— Begin Provided data —

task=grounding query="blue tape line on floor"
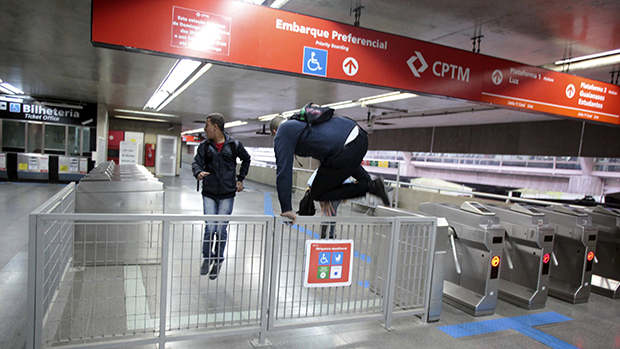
[437,311,574,349]
[515,326,577,349]
[265,193,273,216]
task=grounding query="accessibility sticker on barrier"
[304,240,353,287]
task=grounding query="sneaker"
[209,262,222,280]
[200,259,216,275]
[369,177,390,207]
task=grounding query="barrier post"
[384,218,402,331]
[159,220,171,348]
[251,217,275,347]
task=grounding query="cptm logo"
[407,51,469,82]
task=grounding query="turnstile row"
[419,202,620,316]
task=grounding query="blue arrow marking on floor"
[265,193,273,216]
[437,311,576,349]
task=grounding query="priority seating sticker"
[304,240,353,287]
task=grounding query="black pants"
[310,129,371,201]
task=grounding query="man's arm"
[192,143,205,179]
[237,141,251,182]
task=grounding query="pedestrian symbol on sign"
[342,57,359,76]
[302,47,327,76]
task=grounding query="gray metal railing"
[28,188,437,348]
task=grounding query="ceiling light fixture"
[35,101,84,109]
[181,128,205,135]
[358,91,418,107]
[144,59,211,111]
[114,115,169,122]
[0,79,24,95]
[0,95,24,103]
[322,101,360,110]
[224,120,247,128]
[258,114,280,121]
[555,49,620,68]
[114,109,179,118]
[271,0,288,8]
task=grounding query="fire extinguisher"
[144,143,155,167]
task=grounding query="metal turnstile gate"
[486,204,555,309]
[419,202,504,316]
[538,205,597,304]
[584,206,620,299]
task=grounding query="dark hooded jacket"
[192,133,250,200]
[273,104,357,212]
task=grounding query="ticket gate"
[419,202,505,316]
[584,206,620,299]
[538,205,598,304]
[486,204,555,309]
[371,206,448,322]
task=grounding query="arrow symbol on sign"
[407,51,428,78]
[344,61,357,74]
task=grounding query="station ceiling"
[0,0,620,138]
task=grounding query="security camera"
[366,115,377,128]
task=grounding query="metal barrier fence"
[28,194,436,348]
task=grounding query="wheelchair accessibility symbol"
[302,47,327,76]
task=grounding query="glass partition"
[44,124,66,155]
[26,123,43,153]
[67,126,82,156]
[2,120,26,152]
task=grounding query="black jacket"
[192,134,250,200]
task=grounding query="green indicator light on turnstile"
[491,256,499,267]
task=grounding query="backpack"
[291,102,334,127]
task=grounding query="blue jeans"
[202,196,235,263]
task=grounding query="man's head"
[269,116,286,136]
[205,113,224,140]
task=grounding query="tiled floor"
[0,167,620,349]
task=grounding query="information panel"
[92,0,620,124]
[304,240,353,287]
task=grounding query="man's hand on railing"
[280,211,297,224]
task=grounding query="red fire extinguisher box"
[144,143,155,167]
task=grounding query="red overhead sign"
[92,0,620,124]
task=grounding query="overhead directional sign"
[91,0,620,124]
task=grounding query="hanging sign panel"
[91,0,620,124]
[481,57,620,124]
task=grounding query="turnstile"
[74,161,165,267]
[373,206,448,322]
[486,204,555,309]
[419,202,504,316]
[538,205,598,304]
[584,206,620,298]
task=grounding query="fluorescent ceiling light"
[114,109,179,118]
[114,115,168,122]
[35,102,84,109]
[151,63,213,111]
[550,54,620,71]
[271,0,288,8]
[0,96,24,103]
[181,128,205,135]
[322,101,360,110]
[224,120,247,128]
[359,92,418,107]
[555,49,620,68]
[144,59,211,111]
[258,114,280,121]
[0,80,24,95]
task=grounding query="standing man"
[269,103,390,223]
[192,113,250,280]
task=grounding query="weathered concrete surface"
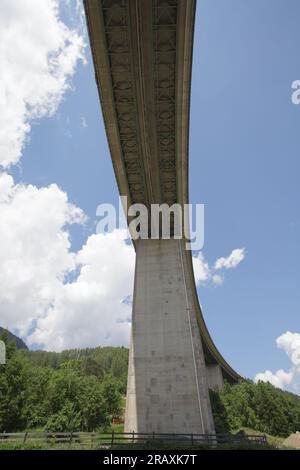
[206,364,224,390]
[125,239,214,433]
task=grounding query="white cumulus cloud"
[0,174,134,350]
[255,331,300,391]
[193,248,245,286]
[0,0,84,168]
[215,248,245,270]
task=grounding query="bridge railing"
[0,431,267,449]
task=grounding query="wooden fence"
[0,431,267,449]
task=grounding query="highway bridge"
[84,0,241,433]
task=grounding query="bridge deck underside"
[85,0,240,382]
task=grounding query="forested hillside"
[0,336,128,432]
[0,333,300,436]
[211,381,300,437]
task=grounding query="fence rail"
[0,431,267,448]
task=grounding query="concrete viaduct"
[84,0,241,433]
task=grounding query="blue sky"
[0,0,300,387]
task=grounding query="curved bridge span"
[84,0,241,433]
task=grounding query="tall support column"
[125,239,214,433]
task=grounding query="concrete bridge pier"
[125,239,214,433]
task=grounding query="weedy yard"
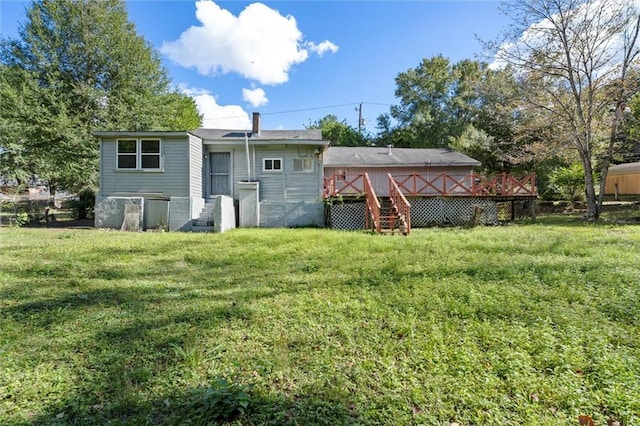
[0,220,640,425]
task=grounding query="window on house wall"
[262,158,282,172]
[117,139,162,170]
[293,158,313,173]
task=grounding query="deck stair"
[191,202,216,232]
[364,173,411,235]
[379,197,401,234]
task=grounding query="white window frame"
[262,158,283,173]
[293,157,313,173]
[116,138,162,171]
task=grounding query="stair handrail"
[363,173,382,233]
[387,173,411,235]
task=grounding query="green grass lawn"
[0,223,640,426]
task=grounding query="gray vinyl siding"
[189,135,203,197]
[205,144,322,201]
[100,134,191,197]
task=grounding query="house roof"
[608,161,640,175]
[324,146,480,167]
[93,131,188,138]
[189,129,329,145]
[93,128,329,146]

— End Provided data —

### Aim of the task
Retype the listing above line for line, keeping every character unchanged, and leave the pictures out of your copy.

### Response to the task
task=grounding query="blue tape line on floor"
[437,311,574,349]
[515,326,577,349]
[265,193,273,216]
task=grounding query="accessibility sticker on barrier"
[304,240,353,287]
task=grounding query="sneaker"
[209,262,222,280]
[200,259,216,275]
[369,177,390,207]
task=grounding query="barrier post"
[384,218,402,331]
[159,220,171,348]
[251,217,275,347]
task=grounding query="cptm logo"
[407,51,469,82]
task=grounding query="turnstile row"
[419,202,620,316]
task=grounding query="blue arrow marking on floor"
[265,193,273,216]
[437,311,576,349]
task=grounding query="priority seating sticker"
[304,240,353,287]
task=grounding query="black pants"
[310,129,371,201]
task=grounding query="man's arm"
[192,143,205,179]
[237,141,251,182]
task=grounding query="pedestrian symbol on sign"
[342,57,359,76]
[302,47,327,76]
task=grounding query="gray metal railing"
[28,188,437,348]
task=grounding query="ceiling light fixture"
[35,101,84,109]
[181,128,205,135]
[358,91,418,107]
[144,59,211,111]
[114,115,169,122]
[0,79,24,95]
[0,95,24,103]
[322,101,360,110]
[224,120,247,128]
[258,114,280,121]
[555,49,620,68]
[114,109,179,118]
[271,0,288,8]
task=grounding query="fire extinguisher"
[144,143,155,167]
task=grounding query="metal turnstile gate"
[486,204,555,309]
[419,202,504,316]
[538,205,597,304]
[584,206,620,299]
task=grounding query="dark hooded jacket"
[192,133,250,200]
[273,104,357,212]
task=grounding query="ticket gate"
[419,202,505,316]
[584,206,620,299]
[538,205,598,304]
[486,204,555,309]
[371,206,448,322]
task=grounding query="arrow symbol on sign"
[407,51,428,78]
[344,61,357,74]
task=grounding query="station ceiling"
[0,0,620,138]
task=grounding query="security camera"
[366,115,377,128]
task=grounding query="metal barrier fence"
[28,194,436,348]
task=grounding query="wheelchair accessibility symbol"
[302,47,327,76]
task=grounding query="glass partition"
[44,124,66,155]
[26,123,43,153]
[67,126,82,156]
[2,120,26,152]
task=grounding query="black jacket"
[192,134,250,200]
task=grounding query="green indicator light on turnstile"
[491,256,499,267]
task=grounding query="backpack"
[291,102,334,127]
task=grounding query="blue jeans"
[202,196,235,263]
task=grounding query="man's head"
[269,116,286,136]
[205,113,224,140]
task=grounding query="tiled floor"
[0,167,620,349]
task=grounding query="information panel"
[92,0,620,124]
[304,240,353,287]
task=grounding query="man's hand on railing"
[280,211,297,224]
task=grounding query="red fire extinguisher box"
[144,143,155,167]
task=grounding query="red overhead sign"
[92,0,620,124]
task=grounding query="overhead directional sign"
[91,0,620,124]
task=grounding query="hanging sign panel"
[91,0,620,124]
[481,57,620,124]
task=grounding query="turnstile"
[74,161,165,267]
[373,206,448,322]
[486,204,555,309]
[419,202,504,316]
[538,205,598,304]
[584,206,620,298]
task=grounding query="fluorescent ceiling light"
[114,109,179,118]
[114,115,168,122]
[35,102,84,109]
[151,63,213,111]
[550,54,620,71]
[271,0,288,8]
[0,96,24,103]
[181,128,205,135]
[322,101,360,110]
[224,120,247,128]
[359,92,418,107]
[555,49,620,68]
[144,59,211,111]
[258,114,280,121]
[0,80,24,95]
task=grounding query="standing man"
[269,103,390,223]
[192,113,250,280]
task=grounding query="weathered concrete surface"
[206,364,224,390]
[125,239,214,433]
task=grounding query="white cumulus cloud"
[0,174,134,350]
[255,331,300,391]
[193,248,245,286]
[0,0,84,168]
[215,248,245,270]
task=grounding query="bridge railing"
[0,431,267,449]
task=grounding query="wooden fence"
[0,431,267,449]
task=grounding query="highway bridge"
[84,0,241,433]
task=grounding query="bridge deck underside"
[85,0,240,382]
task=grounding query="forested hillside"
[0,336,128,432]
[0,333,300,436]
[211,381,300,437]
task=grounding query="fence rail"
[0,431,267,448]
task=grounding query="concrete viaduct"
[84,0,241,433]
task=grounding query="blue sky"
[0,0,300,387]
task=grounding query="curved bridge span"
[84,0,241,433]
task=grounding query="tall support column"
[125,239,214,433]
task=grounding query="concrete bridge pier"
[125,239,214,433]
task=grounding query="weedy yard"
[0,220,640,425]
task=grounding query="window on house wall"
[262,158,282,172]
[117,139,162,170]
[293,158,313,173]
task=grounding query="deck stair"
[191,202,216,232]
[364,173,411,235]
[379,197,401,234]
task=grounding query="white window frame"
[262,158,283,173]
[293,157,313,173]
[116,138,162,171]
task=grounding query="stair handrail"
[363,173,382,233]
[387,173,411,235]
task=grounding query="green grass lawn"
[0,223,640,426]
task=grounding query="gray vinyl siding"
[189,135,203,197]
[205,144,322,201]
[100,134,191,197]
task=grounding query="house roof"
[608,161,640,175]
[324,146,480,167]
[93,131,188,138]
[189,129,329,145]
[93,128,329,146]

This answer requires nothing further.